PROBLEM TO WORK ON: Please go through the listing below and copy out only the lines that contain the word "white".

MATERIALS PROVIDED:
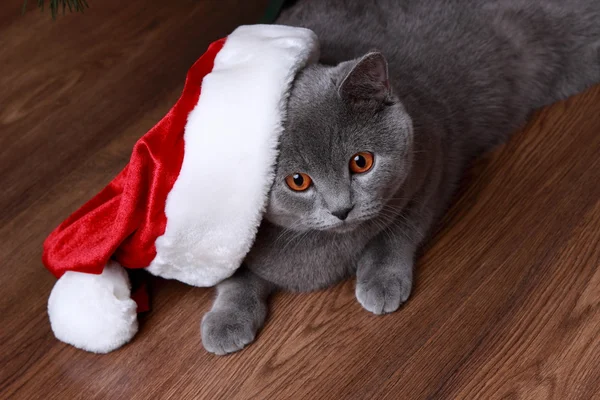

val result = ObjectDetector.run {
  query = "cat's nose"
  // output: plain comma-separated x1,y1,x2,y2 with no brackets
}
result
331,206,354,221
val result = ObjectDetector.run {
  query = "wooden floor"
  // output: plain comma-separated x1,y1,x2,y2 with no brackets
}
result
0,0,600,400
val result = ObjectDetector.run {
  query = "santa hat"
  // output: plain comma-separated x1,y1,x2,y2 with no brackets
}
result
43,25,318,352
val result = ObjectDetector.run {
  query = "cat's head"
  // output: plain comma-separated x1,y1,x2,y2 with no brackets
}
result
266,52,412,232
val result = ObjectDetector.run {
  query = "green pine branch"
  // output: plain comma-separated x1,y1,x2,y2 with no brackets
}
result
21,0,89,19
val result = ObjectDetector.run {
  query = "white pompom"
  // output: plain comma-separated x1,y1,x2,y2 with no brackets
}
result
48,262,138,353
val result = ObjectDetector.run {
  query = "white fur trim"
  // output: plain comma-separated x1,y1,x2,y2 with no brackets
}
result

...

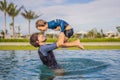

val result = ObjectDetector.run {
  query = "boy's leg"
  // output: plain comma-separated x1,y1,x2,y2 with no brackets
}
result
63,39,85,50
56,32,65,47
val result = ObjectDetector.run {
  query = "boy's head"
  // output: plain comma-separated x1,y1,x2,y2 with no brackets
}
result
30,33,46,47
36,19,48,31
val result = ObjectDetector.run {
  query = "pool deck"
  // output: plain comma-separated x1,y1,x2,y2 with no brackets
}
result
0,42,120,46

---

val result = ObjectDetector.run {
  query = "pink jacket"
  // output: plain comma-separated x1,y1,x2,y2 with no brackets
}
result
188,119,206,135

THE COMPLETED TASK:
  query = "white pompom"
  query = "white fur trim"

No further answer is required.